◆ **WRITTEN PROBLEM**
Report each line of the data below that contains the word "window", copying every such line in full. Case matters.

◆ **RECORDED INFORMATION**
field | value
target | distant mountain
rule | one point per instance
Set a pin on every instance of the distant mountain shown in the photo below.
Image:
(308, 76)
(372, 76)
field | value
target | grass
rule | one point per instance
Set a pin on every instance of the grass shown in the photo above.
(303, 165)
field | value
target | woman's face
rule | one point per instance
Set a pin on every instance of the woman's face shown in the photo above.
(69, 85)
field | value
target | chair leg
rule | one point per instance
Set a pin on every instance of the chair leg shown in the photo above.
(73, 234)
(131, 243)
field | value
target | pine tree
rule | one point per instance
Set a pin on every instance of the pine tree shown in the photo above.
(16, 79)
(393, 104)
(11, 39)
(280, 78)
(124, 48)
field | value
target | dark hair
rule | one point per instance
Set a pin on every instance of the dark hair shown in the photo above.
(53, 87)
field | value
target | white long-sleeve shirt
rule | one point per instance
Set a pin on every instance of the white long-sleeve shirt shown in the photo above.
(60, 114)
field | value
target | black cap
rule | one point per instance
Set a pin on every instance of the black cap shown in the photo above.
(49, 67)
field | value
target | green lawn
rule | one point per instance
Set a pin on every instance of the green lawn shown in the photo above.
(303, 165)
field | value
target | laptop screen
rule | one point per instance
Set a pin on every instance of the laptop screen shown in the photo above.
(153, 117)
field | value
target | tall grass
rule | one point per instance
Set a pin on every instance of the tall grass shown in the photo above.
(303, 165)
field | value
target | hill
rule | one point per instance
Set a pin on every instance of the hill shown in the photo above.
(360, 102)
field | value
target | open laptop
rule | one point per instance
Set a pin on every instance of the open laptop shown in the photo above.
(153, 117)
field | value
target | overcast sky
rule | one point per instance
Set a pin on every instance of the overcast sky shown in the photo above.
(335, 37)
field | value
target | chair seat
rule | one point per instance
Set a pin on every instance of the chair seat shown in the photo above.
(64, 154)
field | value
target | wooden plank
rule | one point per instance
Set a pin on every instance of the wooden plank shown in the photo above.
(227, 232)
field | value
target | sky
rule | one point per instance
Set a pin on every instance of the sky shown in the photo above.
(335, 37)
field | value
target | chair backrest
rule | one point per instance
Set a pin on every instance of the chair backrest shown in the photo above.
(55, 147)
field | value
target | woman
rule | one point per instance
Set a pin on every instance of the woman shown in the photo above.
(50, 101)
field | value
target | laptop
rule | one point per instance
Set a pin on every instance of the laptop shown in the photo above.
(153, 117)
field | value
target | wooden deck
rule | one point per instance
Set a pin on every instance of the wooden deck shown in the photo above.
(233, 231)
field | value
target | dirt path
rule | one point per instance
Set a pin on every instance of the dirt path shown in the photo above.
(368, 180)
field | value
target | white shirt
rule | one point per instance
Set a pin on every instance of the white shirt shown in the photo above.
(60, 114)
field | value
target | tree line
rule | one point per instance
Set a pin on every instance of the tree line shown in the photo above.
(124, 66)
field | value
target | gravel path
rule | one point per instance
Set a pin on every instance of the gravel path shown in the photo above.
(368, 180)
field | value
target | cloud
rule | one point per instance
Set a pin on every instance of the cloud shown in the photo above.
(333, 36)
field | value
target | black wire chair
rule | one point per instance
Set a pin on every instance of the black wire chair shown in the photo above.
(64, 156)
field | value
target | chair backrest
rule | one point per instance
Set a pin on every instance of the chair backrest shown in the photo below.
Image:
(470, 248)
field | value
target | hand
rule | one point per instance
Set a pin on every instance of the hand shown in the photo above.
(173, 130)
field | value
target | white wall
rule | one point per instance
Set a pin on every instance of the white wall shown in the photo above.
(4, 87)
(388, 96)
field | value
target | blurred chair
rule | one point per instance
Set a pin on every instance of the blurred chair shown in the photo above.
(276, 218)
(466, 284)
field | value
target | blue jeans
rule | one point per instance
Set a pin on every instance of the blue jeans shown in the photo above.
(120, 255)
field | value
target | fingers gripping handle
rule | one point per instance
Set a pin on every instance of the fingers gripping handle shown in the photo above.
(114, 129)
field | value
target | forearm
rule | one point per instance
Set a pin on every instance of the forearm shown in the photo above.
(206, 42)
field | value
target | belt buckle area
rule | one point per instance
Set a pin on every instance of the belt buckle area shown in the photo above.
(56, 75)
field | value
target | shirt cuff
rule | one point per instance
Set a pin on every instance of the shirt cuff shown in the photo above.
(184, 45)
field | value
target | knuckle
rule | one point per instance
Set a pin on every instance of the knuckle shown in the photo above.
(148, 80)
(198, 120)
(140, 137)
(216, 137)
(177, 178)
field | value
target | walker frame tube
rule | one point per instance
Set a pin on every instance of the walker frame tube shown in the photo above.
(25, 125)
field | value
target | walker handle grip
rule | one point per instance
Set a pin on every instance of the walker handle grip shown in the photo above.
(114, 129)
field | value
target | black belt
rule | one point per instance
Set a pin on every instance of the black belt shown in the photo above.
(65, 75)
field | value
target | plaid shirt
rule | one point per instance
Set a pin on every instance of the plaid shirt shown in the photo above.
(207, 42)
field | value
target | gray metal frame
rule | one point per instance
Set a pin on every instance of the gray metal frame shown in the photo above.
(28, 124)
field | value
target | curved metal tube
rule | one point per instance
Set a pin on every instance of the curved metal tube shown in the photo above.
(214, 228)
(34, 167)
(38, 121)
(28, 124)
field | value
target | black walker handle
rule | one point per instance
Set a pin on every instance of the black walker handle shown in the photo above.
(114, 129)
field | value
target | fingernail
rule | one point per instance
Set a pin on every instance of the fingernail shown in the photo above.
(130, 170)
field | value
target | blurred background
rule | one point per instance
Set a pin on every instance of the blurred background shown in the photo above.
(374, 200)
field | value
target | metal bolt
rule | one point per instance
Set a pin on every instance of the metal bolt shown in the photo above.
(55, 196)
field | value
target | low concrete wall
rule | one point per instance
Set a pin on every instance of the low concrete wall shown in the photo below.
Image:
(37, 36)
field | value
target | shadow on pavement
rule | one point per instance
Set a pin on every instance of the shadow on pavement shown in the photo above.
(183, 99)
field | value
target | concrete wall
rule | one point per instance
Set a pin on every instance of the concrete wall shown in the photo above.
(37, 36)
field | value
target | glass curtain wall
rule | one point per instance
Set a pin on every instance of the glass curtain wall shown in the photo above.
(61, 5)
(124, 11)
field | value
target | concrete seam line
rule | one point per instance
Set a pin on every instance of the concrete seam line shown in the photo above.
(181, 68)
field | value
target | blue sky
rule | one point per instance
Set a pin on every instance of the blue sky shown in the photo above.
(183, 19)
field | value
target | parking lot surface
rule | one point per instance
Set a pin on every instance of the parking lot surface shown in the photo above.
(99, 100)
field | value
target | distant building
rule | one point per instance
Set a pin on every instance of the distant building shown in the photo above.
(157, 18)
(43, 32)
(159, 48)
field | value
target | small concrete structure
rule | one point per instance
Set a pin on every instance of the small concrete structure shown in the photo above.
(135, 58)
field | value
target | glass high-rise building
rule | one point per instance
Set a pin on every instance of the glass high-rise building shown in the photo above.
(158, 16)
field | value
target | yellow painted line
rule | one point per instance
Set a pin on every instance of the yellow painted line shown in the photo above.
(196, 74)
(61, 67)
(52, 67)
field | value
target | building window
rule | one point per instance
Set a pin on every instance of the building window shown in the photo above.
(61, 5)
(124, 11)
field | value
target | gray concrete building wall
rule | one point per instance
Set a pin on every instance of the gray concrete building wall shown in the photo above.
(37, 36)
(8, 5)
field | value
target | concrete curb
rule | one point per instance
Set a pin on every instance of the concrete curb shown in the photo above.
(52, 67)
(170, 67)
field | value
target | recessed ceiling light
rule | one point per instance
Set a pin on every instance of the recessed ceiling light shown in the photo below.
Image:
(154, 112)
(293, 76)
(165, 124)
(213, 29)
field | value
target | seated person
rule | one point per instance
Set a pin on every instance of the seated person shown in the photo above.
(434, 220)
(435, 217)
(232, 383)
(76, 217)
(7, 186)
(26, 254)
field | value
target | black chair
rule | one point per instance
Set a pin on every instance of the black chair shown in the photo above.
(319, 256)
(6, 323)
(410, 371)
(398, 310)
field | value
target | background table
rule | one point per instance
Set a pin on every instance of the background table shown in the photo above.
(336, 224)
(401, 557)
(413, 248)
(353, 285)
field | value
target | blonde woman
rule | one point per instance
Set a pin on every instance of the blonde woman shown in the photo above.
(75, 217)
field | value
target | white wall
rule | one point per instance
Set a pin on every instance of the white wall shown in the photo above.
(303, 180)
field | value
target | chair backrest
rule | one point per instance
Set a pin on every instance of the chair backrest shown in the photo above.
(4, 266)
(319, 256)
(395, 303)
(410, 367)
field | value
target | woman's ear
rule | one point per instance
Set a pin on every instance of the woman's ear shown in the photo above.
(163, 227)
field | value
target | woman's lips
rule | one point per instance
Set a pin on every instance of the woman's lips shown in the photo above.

==

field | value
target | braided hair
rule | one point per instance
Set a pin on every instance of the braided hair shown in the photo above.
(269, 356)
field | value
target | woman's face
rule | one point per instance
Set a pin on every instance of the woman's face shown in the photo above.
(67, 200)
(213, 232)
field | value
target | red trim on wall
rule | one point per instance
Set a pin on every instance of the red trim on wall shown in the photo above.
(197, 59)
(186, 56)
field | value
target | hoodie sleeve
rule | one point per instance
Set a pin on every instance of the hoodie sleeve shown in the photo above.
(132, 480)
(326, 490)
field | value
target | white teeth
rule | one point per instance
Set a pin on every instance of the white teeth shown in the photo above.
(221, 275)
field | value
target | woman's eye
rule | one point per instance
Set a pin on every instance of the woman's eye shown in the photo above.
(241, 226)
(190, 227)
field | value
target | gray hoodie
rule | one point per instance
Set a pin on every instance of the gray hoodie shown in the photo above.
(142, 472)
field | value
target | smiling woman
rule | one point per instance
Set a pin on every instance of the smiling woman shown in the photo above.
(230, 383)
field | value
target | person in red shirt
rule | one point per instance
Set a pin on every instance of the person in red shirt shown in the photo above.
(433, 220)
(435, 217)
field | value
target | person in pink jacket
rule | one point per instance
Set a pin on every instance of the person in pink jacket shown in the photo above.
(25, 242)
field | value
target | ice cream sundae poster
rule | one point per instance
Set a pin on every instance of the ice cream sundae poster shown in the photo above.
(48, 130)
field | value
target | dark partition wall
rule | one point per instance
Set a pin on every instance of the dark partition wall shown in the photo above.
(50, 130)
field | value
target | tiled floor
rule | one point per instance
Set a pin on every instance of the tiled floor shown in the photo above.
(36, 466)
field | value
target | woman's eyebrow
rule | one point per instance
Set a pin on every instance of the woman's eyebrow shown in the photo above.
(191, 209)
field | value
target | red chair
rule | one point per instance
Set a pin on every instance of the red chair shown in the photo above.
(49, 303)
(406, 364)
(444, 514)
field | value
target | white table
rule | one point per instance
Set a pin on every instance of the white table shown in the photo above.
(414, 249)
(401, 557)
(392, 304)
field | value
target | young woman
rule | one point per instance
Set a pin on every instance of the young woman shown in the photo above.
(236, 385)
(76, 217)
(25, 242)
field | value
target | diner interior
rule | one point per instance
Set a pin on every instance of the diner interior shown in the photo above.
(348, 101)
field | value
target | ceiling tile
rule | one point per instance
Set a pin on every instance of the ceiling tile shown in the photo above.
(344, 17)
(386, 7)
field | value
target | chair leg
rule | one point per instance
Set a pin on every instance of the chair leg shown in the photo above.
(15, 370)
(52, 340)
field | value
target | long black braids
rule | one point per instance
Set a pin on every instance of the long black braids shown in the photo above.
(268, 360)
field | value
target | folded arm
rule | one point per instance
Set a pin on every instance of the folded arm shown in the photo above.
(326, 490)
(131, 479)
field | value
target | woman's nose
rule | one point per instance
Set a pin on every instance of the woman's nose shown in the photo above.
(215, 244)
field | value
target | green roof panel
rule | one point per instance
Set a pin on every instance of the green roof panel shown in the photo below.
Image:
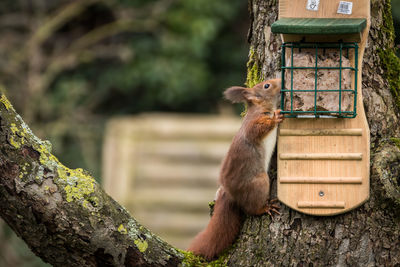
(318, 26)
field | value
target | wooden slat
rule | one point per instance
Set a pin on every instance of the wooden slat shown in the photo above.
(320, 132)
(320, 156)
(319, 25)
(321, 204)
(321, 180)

---

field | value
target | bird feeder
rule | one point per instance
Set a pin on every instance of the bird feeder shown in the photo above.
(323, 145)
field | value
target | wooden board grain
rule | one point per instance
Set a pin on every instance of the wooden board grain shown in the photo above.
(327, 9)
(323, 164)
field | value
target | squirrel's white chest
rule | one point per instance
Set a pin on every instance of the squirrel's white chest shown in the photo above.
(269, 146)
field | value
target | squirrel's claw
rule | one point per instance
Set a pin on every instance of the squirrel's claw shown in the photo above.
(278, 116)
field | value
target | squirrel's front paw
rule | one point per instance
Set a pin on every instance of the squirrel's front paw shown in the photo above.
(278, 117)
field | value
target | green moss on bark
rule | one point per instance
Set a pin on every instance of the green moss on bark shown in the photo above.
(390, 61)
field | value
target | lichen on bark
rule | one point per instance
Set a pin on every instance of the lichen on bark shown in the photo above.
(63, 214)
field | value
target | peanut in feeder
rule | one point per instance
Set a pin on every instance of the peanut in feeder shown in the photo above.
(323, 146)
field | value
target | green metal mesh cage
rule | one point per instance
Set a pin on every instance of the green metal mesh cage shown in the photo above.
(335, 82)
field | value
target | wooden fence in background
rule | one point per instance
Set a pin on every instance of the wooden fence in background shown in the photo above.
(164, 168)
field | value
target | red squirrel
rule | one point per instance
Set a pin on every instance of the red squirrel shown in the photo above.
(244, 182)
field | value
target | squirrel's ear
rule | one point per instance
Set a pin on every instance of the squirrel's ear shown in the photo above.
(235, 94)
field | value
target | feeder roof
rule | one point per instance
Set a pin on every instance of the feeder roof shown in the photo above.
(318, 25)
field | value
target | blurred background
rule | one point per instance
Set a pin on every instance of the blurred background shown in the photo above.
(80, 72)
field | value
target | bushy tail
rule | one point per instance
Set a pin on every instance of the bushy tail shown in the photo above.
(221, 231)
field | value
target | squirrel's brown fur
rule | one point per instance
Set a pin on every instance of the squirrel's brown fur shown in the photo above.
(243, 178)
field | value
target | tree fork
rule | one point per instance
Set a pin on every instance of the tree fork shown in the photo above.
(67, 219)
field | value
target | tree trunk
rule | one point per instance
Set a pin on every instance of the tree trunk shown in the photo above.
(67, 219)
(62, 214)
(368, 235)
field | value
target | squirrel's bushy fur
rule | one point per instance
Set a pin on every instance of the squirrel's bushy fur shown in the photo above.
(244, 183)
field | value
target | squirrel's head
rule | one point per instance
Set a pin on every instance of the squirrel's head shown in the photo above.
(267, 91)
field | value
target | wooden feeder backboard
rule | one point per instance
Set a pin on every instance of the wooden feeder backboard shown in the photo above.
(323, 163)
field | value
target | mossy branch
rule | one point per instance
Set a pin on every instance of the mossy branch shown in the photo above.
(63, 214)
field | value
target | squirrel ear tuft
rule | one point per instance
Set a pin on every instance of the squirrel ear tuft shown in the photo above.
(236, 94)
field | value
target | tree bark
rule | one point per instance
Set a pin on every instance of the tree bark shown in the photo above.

◆ **TASK SOLUTION**
target | building window
Set a pin on every instance of the building window shown in the photo above.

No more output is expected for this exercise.